*** Begin section ***

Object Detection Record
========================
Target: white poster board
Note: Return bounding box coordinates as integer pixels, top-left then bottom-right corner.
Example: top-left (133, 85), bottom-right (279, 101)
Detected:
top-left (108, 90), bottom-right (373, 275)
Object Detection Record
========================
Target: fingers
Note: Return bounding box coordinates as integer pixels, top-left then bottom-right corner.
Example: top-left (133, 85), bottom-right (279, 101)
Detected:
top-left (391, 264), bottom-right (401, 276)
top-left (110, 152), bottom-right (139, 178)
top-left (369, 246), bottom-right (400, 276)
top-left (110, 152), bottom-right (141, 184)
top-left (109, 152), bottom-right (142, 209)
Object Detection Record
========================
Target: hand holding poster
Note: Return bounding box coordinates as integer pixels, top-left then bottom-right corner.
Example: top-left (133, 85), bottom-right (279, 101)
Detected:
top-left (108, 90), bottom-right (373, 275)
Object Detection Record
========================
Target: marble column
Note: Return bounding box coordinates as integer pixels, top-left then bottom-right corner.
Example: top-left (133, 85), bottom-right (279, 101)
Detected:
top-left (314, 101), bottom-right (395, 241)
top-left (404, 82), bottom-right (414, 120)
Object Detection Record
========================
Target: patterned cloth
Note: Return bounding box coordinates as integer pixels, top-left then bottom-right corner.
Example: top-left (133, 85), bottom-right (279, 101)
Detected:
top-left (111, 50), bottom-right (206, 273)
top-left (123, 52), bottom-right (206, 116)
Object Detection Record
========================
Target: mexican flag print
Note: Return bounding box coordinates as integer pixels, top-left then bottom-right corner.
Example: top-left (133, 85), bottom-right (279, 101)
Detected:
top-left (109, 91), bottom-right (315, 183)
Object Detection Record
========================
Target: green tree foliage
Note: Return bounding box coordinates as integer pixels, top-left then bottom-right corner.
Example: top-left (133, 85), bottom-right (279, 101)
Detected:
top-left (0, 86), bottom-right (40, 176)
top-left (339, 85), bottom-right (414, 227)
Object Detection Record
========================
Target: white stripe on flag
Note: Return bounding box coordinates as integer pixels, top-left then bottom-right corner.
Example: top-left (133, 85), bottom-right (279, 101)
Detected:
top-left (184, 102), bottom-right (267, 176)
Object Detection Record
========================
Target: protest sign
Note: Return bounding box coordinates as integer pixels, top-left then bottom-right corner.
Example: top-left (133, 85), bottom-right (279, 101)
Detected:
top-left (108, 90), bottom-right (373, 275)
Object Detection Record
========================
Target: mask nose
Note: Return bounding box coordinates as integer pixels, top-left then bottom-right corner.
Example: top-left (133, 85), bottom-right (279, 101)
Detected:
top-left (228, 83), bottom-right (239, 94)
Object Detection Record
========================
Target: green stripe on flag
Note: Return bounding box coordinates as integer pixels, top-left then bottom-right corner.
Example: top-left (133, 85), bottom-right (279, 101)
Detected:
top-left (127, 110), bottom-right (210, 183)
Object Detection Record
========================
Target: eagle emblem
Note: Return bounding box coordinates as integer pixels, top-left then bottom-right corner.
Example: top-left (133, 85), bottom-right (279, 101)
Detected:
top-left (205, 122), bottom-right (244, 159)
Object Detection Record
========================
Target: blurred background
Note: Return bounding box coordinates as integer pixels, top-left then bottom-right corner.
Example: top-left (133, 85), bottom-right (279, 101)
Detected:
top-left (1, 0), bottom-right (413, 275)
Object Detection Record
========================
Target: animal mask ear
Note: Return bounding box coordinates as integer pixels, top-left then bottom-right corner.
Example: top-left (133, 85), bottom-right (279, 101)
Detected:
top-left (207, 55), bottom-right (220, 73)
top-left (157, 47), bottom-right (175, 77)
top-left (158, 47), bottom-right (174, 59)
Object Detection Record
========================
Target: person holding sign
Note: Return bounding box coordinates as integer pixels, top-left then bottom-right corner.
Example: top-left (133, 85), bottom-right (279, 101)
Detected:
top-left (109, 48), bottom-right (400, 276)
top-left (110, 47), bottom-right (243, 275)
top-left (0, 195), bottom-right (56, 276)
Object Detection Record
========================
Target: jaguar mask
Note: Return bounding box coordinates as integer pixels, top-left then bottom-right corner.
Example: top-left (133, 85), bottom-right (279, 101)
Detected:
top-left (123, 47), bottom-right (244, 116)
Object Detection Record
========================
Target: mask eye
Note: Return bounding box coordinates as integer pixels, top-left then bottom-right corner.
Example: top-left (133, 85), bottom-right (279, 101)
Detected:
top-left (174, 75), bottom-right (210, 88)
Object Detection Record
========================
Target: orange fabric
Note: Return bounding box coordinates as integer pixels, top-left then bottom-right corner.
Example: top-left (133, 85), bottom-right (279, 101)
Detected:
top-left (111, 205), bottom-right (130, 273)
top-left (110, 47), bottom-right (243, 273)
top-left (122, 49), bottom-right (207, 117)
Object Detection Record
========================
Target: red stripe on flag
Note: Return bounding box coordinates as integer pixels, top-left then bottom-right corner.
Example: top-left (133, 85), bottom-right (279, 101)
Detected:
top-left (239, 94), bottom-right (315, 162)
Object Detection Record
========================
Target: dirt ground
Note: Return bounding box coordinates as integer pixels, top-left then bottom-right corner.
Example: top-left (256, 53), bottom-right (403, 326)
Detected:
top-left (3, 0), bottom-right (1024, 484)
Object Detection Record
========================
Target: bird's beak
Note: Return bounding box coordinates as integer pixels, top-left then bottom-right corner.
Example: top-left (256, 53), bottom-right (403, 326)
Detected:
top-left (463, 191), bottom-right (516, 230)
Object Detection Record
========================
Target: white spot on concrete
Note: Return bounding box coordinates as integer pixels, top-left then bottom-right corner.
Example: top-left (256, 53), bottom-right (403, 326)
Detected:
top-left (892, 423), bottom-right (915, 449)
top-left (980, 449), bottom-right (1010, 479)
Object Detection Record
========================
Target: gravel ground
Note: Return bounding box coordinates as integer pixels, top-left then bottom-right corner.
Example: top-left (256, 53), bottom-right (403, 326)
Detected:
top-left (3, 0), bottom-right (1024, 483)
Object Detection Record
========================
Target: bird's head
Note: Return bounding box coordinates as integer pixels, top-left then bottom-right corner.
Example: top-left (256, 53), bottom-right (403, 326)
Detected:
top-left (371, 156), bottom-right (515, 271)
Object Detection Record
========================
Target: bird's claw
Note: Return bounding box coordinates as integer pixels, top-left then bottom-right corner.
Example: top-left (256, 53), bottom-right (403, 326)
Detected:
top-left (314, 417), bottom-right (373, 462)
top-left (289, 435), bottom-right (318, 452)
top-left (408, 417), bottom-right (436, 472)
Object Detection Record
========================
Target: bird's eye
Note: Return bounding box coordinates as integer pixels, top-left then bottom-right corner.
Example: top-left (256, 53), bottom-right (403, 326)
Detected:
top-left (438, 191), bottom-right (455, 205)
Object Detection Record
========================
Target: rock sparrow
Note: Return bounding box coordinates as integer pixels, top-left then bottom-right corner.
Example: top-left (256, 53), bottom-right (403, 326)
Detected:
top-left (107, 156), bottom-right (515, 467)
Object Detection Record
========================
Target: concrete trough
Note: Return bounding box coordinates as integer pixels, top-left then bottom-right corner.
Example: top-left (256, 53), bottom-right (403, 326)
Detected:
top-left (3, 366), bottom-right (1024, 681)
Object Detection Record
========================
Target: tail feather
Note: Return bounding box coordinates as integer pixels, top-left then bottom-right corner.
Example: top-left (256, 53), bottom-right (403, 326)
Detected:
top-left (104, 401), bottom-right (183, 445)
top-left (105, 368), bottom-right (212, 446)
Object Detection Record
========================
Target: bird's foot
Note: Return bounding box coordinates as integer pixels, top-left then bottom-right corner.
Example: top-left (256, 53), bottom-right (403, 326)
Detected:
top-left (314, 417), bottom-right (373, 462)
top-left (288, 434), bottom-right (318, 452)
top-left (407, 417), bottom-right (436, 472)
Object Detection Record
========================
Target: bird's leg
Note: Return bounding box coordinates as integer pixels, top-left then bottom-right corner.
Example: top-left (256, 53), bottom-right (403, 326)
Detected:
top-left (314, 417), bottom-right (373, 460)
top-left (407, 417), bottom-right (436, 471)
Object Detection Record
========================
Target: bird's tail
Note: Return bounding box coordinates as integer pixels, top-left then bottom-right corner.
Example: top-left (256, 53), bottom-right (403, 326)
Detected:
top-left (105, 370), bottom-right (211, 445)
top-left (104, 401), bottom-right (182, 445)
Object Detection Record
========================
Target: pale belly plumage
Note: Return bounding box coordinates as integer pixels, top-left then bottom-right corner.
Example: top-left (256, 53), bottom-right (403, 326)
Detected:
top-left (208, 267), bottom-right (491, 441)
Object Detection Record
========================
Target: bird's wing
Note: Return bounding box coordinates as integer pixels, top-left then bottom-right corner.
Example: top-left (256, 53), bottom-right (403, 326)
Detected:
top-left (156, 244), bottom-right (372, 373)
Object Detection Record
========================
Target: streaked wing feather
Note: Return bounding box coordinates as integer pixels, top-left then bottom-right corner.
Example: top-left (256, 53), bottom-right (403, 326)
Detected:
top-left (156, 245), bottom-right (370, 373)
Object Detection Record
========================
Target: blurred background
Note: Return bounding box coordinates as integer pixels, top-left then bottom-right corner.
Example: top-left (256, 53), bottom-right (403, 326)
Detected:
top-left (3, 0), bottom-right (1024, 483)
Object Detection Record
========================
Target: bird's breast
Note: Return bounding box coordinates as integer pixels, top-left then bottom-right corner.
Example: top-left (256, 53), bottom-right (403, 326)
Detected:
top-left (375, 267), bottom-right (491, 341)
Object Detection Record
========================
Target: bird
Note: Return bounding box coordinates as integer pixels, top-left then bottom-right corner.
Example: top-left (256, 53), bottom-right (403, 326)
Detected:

*** End section ***

What is expected:
Look through the entries and return each line that has the word "white" in it.

Reply:
Target: white poster board
Target: white stripe on flag
Target: white spot on concrete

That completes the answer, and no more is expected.